● **The problem**
Your answer must be an exact copy of the data, without any pictures.

Saved entries
● ● ● ●

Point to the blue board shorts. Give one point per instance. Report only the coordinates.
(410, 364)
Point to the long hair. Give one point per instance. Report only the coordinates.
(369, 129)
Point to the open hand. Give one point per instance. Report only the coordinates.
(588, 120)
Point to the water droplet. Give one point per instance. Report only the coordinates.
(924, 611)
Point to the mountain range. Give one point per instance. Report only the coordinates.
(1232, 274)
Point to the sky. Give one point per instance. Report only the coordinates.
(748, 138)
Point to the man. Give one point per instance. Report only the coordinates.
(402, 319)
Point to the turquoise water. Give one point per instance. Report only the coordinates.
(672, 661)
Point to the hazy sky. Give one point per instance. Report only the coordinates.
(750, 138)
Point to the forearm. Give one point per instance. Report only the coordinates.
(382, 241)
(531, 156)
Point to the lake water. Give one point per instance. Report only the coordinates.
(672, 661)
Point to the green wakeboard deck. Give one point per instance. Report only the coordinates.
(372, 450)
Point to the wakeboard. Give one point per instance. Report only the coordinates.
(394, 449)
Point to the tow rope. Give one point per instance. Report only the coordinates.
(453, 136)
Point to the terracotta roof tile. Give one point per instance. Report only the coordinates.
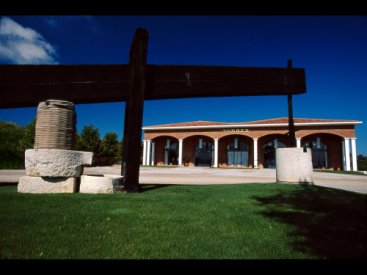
(264, 121)
(191, 123)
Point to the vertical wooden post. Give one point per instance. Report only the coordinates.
(134, 112)
(292, 133)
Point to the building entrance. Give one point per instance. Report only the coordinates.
(237, 153)
(269, 152)
(204, 152)
(319, 153)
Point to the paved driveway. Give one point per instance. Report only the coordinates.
(203, 176)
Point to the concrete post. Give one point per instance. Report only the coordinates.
(153, 152)
(144, 152)
(148, 152)
(180, 145)
(347, 154)
(255, 153)
(215, 153)
(298, 142)
(354, 154)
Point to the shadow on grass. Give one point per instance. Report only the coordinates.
(149, 187)
(329, 223)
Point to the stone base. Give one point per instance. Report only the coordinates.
(46, 185)
(56, 162)
(103, 184)
(294, 165)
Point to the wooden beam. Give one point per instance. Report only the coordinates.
(27, 85)
(292, 133)
(166, 81)
(134, 113)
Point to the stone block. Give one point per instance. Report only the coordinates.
(99, 184)
(294, 165)
(56, 162)
(46, 185)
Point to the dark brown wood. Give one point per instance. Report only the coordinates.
(27, 85)
(292, 132)
(134, 113)
(165, 81)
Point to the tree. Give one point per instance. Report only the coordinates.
(27, 141)
(109, 150)
(10, 155)
(89, 140)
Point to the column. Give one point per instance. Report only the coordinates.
(180, 145)
(298, 142)
(153, 153)
(144, 152)
(343, 149)
(148, 152)
(347, 155)
(215, 153)
(354, 154)
(255, 152)
(166, 148)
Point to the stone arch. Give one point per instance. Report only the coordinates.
(266, 148)
(228, 155)
(165, 150)
(198, 150)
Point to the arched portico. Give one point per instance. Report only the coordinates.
(328, 150)
(236, 151)
(267, 146)
(198, 151)
(162, 150)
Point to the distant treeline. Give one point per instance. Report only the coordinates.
(15, 139)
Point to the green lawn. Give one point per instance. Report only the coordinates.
(340, 172)
(249, 221)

● ● ● ●

● **Answer box**
Point to the blue board shorts. Give one point per instance. Report only the coordinates.
(410, 364)
Point to the long hair. Give one point per instance. Report only the coordinates.
(369, 129)
Point to the open hand. Give one point per instance. Report only the coordinates.
(588, 120)
Point to the water droplet. Give one point per instance. Report only the coordinates.
(924, 611)
Point to the mountain range. Give one point per instance. Report only the coordinates.
(1232, 274)
Point to the sky. Give one point per instance. Report only the coordinates.
(748, 138)
Point to the man. Give one point per instance. Report only the coordinates.
(402, 319)
Point to the turquoise water. Give one point per instance. Report only the coordinates.
(672, 661)
Point to the hazy sky. Give one point per instance. Report only the coordinates.
(750, 138)
Point to the forearm. Give one point per instance. Report only the coordinates.
(382, 241)
(531, 156)
Point to the lake water. Give one point per instance. Report only the coordinates.
(672, 661)
Point to the green wakeboard deck. Give one point per instance. Report only the coordinates.
(372, 450)
Point to the wakeboard. Give one point per instance. Report only the coordinates.
(394, 449)
Point to the tow rope. Give one point per instance. Report only the coordinates.
(453, 136)
Point to the terracotta roof tile. Give one point per instance. Report only the coordinates.
(264, 121)
(191, 123)
Point to the vertical wooden post. Give one point per instance. Report only the coordinates.
(134, 112)
(292, 133)
Point to the building entrance. Give one point per instance. Report only the coordinates.
(237, 153)
(269, 152)
(204, 152)
(319, 153)
Point to the paved driveway. Give one point per instance. Report only the coordinates.
(203, 176)
Point to the concrete post. Give one point per instance. Report only the coordinates.
(153, 152)
(144, 152)
(148, 152)
(180, 145)
(347, 154)
(255, 153)
(215, 153)
(298, 142)
(354, 154)
Point to the shadow on grass. Give one point per instance. Report only the coordinates.
(149, 187)
(329, 223)
Point to the stone base. Give one point per instance. Report only the coordinates.
(46, 185)
(56, 162)
(103, 184)
(294, 165)
Point to the wooden beam. Give one point per instance. Report only the coordinates.
(27, 85)
(292, 133)
(166, 81)
(134, 113)
Point to the stone block. Give one point per instance. Report only the coordinates.
(99, 184)
(294, 165)
(56, 162)
(46, 185)
Point to the dark brown wood. Give one point per instance. Report only the coordinates.
(27, 85)
(292, 132)
(134, 113)
(165, 81)
Point to the tree. Give one point per instance. Report only the coordinates.
(27, 141)
(109, 150)
(10, 155)
(89, 140)
Point to the column. Give one point per instance. Report only the coordinates.
(180, 145)
(298, 142)
(153, 153)
(144, 152)
(343, 149)
(148, 152)
(347, 155)
(215, 153)
(354, 154)
(255, 152)
(166, 148)
Point to the stone arch. Give one point per instance. Report only the coordinates.
(266, 148)
(228, 155)
(165, 150)
(198, 150)
Point to the arched portico. Give one point per instance. Report only the coordinates.
(328, 150)
(236, 151)
(267, 146)
(198, 151)
(162, 150)
Point to the distant treeline. Give one point per instance. Report only the coordinates.
(15, 139)
Point to the green lawn. Give one point per instance. Report only the coordinates.
(340, 172)
(249, 221)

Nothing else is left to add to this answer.